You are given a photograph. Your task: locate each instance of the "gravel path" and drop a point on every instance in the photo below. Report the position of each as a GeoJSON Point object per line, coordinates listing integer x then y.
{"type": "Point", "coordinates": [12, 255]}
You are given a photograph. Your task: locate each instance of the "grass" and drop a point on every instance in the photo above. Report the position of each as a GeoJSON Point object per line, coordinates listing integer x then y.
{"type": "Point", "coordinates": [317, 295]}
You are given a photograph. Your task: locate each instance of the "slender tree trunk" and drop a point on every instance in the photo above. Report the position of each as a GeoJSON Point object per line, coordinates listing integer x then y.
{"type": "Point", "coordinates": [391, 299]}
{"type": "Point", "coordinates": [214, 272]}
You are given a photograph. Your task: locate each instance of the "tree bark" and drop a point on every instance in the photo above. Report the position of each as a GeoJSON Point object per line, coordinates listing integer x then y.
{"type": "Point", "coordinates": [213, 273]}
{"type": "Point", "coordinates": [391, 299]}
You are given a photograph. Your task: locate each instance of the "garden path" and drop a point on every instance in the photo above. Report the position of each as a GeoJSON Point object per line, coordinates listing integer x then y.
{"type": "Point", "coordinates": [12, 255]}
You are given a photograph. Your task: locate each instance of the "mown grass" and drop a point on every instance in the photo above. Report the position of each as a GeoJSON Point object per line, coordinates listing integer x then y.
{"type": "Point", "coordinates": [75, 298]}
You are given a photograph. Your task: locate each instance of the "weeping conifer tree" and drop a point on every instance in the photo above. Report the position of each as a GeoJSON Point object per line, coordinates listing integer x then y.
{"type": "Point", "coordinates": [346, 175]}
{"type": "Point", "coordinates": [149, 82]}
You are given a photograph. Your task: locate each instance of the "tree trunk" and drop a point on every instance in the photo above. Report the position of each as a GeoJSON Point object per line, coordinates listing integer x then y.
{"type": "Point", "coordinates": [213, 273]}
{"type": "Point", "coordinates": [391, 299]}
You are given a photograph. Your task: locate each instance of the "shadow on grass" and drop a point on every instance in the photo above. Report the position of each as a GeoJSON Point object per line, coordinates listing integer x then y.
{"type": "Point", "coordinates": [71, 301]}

● Requirements
Extract each line of the rows above that contains the word "trunk", copying it in full.

● Final result
You are given a photograph. Your task: locate each instance of the "slender tree trunk" and drop a point on every instance in the photo above. Report the position of each as a GeoJSON Point object per line, coordinates listing integer x then y.
You are given a photograph. Your task: locate each instance of the "tree trunk" and drop a point on every instance in the photo above. Report the position of each as a GeoJSON Point object per line, coordinates listing integer x then y.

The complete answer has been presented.